Recorded data
>> Start

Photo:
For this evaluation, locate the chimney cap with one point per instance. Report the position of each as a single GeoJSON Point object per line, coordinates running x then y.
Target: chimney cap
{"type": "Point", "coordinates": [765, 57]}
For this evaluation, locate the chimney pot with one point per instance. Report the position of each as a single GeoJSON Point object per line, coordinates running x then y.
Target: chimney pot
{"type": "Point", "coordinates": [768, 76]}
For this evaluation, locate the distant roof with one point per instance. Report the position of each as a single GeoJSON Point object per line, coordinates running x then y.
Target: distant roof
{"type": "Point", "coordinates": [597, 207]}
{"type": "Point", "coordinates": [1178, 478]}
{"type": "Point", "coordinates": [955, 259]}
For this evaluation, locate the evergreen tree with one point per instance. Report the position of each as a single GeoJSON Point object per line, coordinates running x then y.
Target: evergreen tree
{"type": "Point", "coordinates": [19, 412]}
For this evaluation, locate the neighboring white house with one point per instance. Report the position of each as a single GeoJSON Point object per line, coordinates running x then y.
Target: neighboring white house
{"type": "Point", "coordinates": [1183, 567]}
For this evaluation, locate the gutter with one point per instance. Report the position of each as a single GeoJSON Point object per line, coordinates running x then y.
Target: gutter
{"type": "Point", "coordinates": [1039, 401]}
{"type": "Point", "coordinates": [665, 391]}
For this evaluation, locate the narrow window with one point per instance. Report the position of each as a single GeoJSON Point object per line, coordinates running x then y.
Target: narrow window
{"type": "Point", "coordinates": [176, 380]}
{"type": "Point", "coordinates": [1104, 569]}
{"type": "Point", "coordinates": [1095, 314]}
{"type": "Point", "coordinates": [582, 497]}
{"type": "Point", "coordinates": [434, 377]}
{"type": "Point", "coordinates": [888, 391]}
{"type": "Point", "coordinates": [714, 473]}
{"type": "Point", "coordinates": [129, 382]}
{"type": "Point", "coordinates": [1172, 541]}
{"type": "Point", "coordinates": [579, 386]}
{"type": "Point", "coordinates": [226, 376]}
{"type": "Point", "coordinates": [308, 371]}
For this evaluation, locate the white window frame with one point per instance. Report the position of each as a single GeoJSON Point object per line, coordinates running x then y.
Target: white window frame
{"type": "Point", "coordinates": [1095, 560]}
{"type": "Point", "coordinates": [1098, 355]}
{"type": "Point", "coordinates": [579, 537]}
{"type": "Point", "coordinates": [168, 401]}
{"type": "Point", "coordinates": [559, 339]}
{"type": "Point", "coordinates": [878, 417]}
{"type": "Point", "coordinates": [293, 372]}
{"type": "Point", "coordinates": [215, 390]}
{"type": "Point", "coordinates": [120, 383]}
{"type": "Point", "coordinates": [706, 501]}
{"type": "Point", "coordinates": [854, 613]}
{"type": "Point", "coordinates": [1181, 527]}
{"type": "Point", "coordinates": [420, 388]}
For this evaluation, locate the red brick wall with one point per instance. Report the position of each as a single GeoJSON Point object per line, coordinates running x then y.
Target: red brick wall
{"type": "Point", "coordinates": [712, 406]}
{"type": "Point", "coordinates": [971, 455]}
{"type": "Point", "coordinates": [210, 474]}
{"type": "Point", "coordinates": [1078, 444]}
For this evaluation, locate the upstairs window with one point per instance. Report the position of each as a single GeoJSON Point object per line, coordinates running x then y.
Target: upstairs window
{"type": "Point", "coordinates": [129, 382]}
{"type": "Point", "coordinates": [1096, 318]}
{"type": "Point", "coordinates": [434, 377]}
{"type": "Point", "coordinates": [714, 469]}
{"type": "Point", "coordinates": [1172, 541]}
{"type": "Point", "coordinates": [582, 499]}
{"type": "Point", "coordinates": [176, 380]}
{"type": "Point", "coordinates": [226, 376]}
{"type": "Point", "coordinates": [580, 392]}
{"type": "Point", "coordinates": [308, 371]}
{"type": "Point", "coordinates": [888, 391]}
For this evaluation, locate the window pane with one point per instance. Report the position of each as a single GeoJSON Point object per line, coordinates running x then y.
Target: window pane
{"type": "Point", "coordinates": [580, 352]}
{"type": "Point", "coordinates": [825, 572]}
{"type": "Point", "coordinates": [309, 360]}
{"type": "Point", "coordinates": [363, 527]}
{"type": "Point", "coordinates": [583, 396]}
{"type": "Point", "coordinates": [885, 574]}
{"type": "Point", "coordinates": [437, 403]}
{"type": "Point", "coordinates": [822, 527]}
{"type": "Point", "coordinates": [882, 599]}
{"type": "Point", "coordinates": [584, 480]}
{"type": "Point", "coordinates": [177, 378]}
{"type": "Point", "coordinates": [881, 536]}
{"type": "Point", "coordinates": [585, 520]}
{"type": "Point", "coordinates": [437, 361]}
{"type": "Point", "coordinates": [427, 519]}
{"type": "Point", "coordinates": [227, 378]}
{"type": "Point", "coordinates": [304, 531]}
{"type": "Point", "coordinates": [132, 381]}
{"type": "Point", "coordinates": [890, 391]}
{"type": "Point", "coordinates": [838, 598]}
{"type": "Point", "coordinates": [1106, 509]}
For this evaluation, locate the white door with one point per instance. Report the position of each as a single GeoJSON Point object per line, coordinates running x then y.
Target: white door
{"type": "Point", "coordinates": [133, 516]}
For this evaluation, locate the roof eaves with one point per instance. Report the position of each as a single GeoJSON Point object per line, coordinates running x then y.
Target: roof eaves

>> End

GIVEN EXERCISE
Only the lines from the one containing "For this evaluation, locate the window" through the end of the entries above belong in the answer; repeat them exactly.

RESULT OF THIS TASK
For this evaluation, locate the window pane with one point per instance. Report the position of each as a single GeoJSON Point object per line, coordinates running x then y.
Target: window pane
{"type": "Point", "coordinates": [580, 352]}
{"type": "Point", "coordinates": [825, 572]}
{"type": "Point", "coordinates": [309, 360]}
{"type": "Point", "coordinates": [363, 527]}
{"type": "Point", "coordinates": [583, 396]}
{"type": "Point", "coordinates": [885, 574]}
{"type": "Point", "coordinates": [437, 403]}
{"type": "Point", "coordinates": [822, 527]}
{"type": "Point", "coordinates": [882, 599]}
{"type": "Point", "coordinates": [584, 480]}
{"type": "Point", "coordinates": [177, 378]}
{"type": "Point", "coordinates": [881, 536]}
{"type": "Point", "coordinates": [585, 520]}
{"type": "Point", "coordinates": [437, 361]}
{"type": "Point", "coordinates": [427, 519]}
{"type": "Point", "coordinates": [227, 378]}
{"type": "Point", "coordinates": [304, 531]}
{"type": "Point", "coordinates": [132, 381]}
{"type": "Point", "coordinates": [890, 391]}
{"type": "Point", "coordinates": [838, 598]}
{"type": "Point", "coordinates": [1106, 509]}
For this evaluation, locate the white door with one point per instance. Report the position of each as a single GeoJSON Point object per line, coordinates running x then y.
Target: white door
{"type": "Point", "coordinates": [133, 516]}
For this evaluation, locate the roof eaves with one point per instance. Report the position of each as a single GeoJSON Point object per line, coordinates running x then y.
Target: roof eaves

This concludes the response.